[Exercise prompt] Exactly as written, print each record in the listing.

[Start Data supplied]

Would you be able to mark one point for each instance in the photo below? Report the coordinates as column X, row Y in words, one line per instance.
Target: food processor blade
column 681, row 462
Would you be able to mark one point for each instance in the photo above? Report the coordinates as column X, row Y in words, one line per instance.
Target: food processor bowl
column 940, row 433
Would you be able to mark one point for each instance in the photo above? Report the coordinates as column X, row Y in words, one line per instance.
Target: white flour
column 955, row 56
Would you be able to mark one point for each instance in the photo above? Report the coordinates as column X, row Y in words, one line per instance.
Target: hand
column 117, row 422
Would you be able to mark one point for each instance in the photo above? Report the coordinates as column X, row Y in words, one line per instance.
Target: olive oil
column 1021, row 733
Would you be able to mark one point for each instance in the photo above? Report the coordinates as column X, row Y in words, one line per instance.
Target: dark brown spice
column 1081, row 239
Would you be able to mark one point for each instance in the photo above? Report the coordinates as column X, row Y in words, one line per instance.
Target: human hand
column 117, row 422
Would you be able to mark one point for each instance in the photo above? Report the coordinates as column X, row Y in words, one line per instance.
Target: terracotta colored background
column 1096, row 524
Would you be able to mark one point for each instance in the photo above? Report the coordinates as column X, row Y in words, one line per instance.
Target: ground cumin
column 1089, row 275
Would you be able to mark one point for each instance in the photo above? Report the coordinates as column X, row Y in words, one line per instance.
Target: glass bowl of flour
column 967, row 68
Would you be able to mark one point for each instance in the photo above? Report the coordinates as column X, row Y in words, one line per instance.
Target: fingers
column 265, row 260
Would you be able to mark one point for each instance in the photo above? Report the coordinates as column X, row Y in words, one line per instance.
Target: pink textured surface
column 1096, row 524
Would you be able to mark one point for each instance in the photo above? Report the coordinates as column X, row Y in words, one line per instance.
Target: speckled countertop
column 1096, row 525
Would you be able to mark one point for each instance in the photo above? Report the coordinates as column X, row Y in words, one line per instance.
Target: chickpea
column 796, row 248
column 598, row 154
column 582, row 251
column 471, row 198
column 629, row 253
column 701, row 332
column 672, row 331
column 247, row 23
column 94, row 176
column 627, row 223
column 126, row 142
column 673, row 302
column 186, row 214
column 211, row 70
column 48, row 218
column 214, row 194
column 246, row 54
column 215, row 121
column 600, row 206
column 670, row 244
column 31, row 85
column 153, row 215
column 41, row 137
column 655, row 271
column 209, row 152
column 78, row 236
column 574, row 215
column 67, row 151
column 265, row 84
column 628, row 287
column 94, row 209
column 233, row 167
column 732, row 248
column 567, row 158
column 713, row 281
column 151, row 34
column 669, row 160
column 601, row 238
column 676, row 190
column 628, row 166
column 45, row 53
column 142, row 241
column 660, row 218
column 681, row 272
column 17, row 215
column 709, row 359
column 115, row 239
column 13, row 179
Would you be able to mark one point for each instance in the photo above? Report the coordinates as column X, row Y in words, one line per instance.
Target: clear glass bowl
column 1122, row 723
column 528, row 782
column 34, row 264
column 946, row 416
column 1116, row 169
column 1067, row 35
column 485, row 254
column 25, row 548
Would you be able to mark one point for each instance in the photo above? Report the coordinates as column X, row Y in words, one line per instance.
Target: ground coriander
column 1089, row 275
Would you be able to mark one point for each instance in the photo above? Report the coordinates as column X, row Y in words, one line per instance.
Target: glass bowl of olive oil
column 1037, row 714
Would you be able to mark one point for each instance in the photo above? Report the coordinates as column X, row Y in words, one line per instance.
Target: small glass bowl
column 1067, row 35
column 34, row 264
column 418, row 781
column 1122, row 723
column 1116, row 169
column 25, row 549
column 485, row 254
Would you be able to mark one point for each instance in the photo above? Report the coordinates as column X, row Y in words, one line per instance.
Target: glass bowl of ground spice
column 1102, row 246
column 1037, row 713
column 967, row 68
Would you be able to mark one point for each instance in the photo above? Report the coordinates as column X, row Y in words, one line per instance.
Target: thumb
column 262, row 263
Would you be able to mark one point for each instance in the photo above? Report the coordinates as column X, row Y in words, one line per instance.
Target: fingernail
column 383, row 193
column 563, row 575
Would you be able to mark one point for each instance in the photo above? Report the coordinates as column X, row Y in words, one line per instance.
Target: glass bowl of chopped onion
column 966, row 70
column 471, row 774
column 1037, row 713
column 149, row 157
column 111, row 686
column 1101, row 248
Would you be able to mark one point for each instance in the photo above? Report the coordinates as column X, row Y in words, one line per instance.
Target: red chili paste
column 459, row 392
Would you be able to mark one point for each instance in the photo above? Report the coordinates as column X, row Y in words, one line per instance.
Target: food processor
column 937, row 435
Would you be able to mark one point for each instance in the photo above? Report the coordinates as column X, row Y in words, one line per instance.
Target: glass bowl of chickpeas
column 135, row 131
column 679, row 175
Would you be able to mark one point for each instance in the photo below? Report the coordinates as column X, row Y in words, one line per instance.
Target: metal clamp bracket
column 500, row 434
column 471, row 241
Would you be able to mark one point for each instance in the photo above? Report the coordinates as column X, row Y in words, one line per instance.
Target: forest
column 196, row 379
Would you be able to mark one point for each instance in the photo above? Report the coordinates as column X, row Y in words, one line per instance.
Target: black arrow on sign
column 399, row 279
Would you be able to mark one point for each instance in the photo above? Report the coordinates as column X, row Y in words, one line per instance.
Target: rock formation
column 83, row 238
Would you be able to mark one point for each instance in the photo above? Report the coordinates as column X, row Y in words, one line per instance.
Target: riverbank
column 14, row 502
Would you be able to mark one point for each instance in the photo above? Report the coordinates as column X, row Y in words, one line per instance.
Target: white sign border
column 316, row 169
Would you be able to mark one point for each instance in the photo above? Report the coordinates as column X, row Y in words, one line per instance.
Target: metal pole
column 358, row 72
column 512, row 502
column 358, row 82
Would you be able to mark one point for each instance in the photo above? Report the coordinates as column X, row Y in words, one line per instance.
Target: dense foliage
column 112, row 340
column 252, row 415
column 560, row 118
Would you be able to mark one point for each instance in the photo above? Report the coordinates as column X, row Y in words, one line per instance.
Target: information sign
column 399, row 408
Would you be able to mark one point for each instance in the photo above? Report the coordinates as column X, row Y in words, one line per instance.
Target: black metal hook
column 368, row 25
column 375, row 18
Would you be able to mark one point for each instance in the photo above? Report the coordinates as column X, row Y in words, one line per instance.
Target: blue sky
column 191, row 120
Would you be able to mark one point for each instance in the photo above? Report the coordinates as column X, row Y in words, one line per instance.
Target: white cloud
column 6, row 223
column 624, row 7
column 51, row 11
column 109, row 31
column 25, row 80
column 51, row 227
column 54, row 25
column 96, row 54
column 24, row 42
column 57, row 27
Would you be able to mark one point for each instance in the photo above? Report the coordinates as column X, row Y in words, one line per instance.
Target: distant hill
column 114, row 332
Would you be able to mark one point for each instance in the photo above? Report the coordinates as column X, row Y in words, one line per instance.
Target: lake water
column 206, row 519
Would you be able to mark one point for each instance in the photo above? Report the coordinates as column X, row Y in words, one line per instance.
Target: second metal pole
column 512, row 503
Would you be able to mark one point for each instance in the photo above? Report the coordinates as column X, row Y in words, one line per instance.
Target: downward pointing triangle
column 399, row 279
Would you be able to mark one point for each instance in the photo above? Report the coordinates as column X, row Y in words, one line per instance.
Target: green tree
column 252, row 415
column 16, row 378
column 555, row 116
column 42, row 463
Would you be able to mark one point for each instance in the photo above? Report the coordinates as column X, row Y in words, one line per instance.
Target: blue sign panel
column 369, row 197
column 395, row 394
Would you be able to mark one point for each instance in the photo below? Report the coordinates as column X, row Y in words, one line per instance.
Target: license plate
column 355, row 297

[End Data supplied]

[Solution to this task]
Would you be able to mark one point for each instance in the photo below? Report the coordinates as column X, row Y in words, one line per instance.
Target: food processor blade
column 681, row 462
Would you be able to mark one point for each instance in the photo above? Report the coordinates as column X, row Y in words, one line per instance.
Target: food processor bowl
column 940, row 433
Would you be able to mark one point for each instance in the photo above? Report the coordinates as column X, row Y in words, one line per instance.
Target: white flour
column 955, row 56
Would you be able to mark one point for each instance in the photo above? Report the coordinates as column X, row Y in words, one line per instance.
Target: hand
column 117, row 422
Would you be able to mark one point for each instance in the photo above? Report the coordinates as column X, row Y in words, one line per instance.
Target: olive oil
column 1021, row 733
Would you be able to mark one point for each instance in the photo above? Report the coordinates as column X, row Y in words, one line per instance.
Target: dark brown spice
column 1081, row 239
Would you be able to mark one point for each instance in the photo above? Report the coordinates as column X, row Y in words, one line per instance.
Target: human hand
column 117, row 422
Would you be able to mark one point for each instance in the photo above? Report the coordinates as column X, row Y in words, one line per instance.
Target: terracotta colored background
column 1096, row 524
Would you be able to mark one point for each instance in the photo above? Report the coordinates as column X, row Y in words, one line per instance.
Target: ground cumin
column 1089, row 275
Would you be able to mark one point for each instance in the photo above? Report the coordinates as column X, row Y in words, one line per instance.
Target: glass bowl of flour
column 967, row 68
Would you be able to mark one point for each instance in the photo above? Report the coordinates as column X, row Y in words, one line per instance.
Target: fingers
column 265, row 260
Would you be able to mark one point for each instance in the photo above? Report the coordinates as column X, row Y in words, one line per instance.
Target: pink textured surface
column 1096, row 524
Would you be able to mark one point for each instance in the photo above? Report the coordinates as column X, row Y in words, one line per instance.
Target: speckled countertop
column 1096, row 525
Would you be able to mark one point for each instance in the photo above? Report the coordinates as column X, row Y in words, one line per instance.
Target: chickpea
column 796, row 248
column 598, row 154
column 582, row 251
column 471, row 198
column 629, row 253
column 701, row 332
column 672, row 331
column 247, row 23
column 94, row 176
column 627, row 223
column 126, row 142
column 673, row 302
column 186, row 214
column 211, row 70
column 48, row 218
column 214, row 194
column 246, row 54
column 215, row 121
column 600, row 206
column 670, row 244
column 31, row 85
column 153, row 215
column 41, row 137
column 655, row 271
column 209, row 152
column 78, row 236
column 574, row 215
column 67, row 151
column 265, row 84
column 628, row 287
column 94, row 209
column 233, row 167
column 732, row 248
column 567, row 158
column 713, row 281
column 151, row 34
column 669, row 160
column 601, row 238
column 676, row 190
column 628, row 166
column 45, row 53
column 142, row 241
column 660, row 218
column 681, row 272
column 17, row 215
column 709, row 359
column 115, row 239
column 13, row 179
Would you be able to mark one point for each instance in the photo above? Report the coordinates as column X, row Y in words, one line per instance.
Target: clear glass bowl
column 1122, row 723
column 528, row 782
column 34, row 264
column 946, row 416
column 1116, row 169
column 1067, row 35
column 485, row 254
column 25, row 548
Would you be able to mark one point for each instance in the photo above? Report the coordinates as column X, row Y in words, one line per instance.
Target: ground coriander
column 1089, row 275
Would you be able to mark one point for each instance in the photo above? Report the coordinates as column X, row Y in words, one line per instance.
Target: glass bowl of olive oil
column 1037, row 714
Would you be able to mark one point for each instance in the photo above? Report the coordinates as column X, row Y in words, one line per instance.
Target: small glass bowl
column 1067, row 35
column 34, row 264
column 418, row 781
column 1122, row 723
column 1116, row 169
column 25, row 549
column 485, row 254
Would you be able to mark one point for each instance in the photo above? Report the coordinates as column X, row Y in words, one line per instance.
Target: glass bowl of ground spice
column 1102, row 246
column 1037, row 713
column 967, row 68
Would you be able to mark one point for each instance in the photo above? Report the coordinates as column X, row Y in words, one line per instance.
Target: thumb
column 262, row 263
Would you be able to mark one point for each instance in the photo above? Report the coordinates as column X, row Y in words, one line per instance.
Target: fingernail
column 383, row 193
column 563, row 575
Would you be able to mark one point for each instance in the photo above? Report the coordinates as column X, row Y in words, one line per instance.
Target: glass bowl of chopped onion
column 966, row 70
column 471, row 774
column 1037, row 713
column 149, row 157
column 111, row 686
column 1101, row 248
Would you be able to mark one point for each instance in the photo above? Report the coordinates as column X, row Y in words, one line per instance.
Target: red chili paste
column 459, row 392
Would you be able to mark one point for each instance in the photo above? Report the coordinates as column X, row Y in words, one line per instance.
Target: food processor
column 937, row 435
Would you be able to mark one point for each instance in the photo above? Report the coordinates as column X, row Y in words, one line per instance.
Target: glass bowl of chickpeas
column 135, row 131
column 679, row 175
Would you be able to mark one point for each instance in the photo below? Report the coordinates as column X, row Y in words, one line per instance.
Target: metal clamp bracket
column 500, row 434
column 471, row 241
Would you be able to mark one point for each instance in the photo above? Report the coordinates as column X, row Y in words, one line per instance.
Target: forest
column 196, row 379
Would you be able to mark one point for each instance in the photo above? Report the coordinates as column X, row Y in words, one line per instance.
Target: black arrow on sign
column 399, row 279
Would you be able to mark one point for each instance in the photo above? Report the coordinates as column X, row Y in words, one line per instance.
Target: rock formation
column 83, row 238
Would you be able to mark one point for each instance in the photo above? Report the coordinates as column X, row Y in words, one line per instance.
Target: riverbank
column 14, row 502
Would you be able to mark one point for each instance in the photo above? Report the coordinates as column X, row Y in words, one line per instance.
Target: white sign border
column 316, row 169
Would you be able to mark one point for each instance in the photo above? Report the coordinates as column X, row Y in words, one line per instance.
Target: metal pole
column 358, row 72
column 512, row 502
column 358, row 82
Would you be able to mark one point for each instance in the photo above? Report the coordinates as column X, row Y in words, one line per instance.
Target: dense foliage
column 112, row 340
column 252, row 415
column 560, row 118
Would you be able to mark one point for each instance in the photo above? Report the coordinates as column X, row Y in words, one line per instance.
Target: information sign
column 399, row 408
Would you be able to mark one point for each instance in the photo above? Report the coordinates as column X, row Y in words, one line per instance.
Target: black metal hook
column 368, row 25
column 375, row 18
Would you be able to mark one point for each instance in the photo above? Report the coordinates as column X, row Y in words, one line per instance.
Target: blue sky
column 191, row 120
Would you be able to mark one point for each instance in the photo above? Report the coordinates as column X, row Y in words, one line per instance.
Target: white cloud
column 6, row 223
column 624, row 7
column 51, row 11
column 109, row 31
column 25, row 80
column 51, row 227
column 54, row 25
column 96, row 54
column 24, row 42
column 57, row 27
Would you be able to mark one point for each instance in the photo above? Report the coordinates as column X, row Y in words, one line per instance.
Target: distant hill
column 114, row 332
Would you be able to mark one point for each instance in the photo above? Report the coordinates as column X, row Y in words, one line per instance.
Target: lake water
column 206, row 519
Would you be able to mark one point for each instance in the photo above? Report the coordinates as column X, row Y in words, one line per instance.
Target: second metal pole
column 512, row 503
Would you be able to mark one point for each instance in the photo above? Report the coordinates as column X, row Y in words, one line per instance.
Target: downward pointing triangle
column 399, row 279
Would you be able to mark one point for each instance in the photo above? Report the coordinates as column X, row Y in words, one line per instance.
Target: green tree
column 252, row 415
column 16, row 378
column 555, row 116
column 42, row 463
Would you be able to mark one point for each instance in the photo above? Report the coordinates as column X, row Y in words, one line per instance.
Target: blue sign panel
column 369, row 197
column 395, row 394
Would you be able to mark one point for each instance in the photo below? Report the coordinates as column X, row Y in words, one line per instance.
Target: license plate
column 355, row 297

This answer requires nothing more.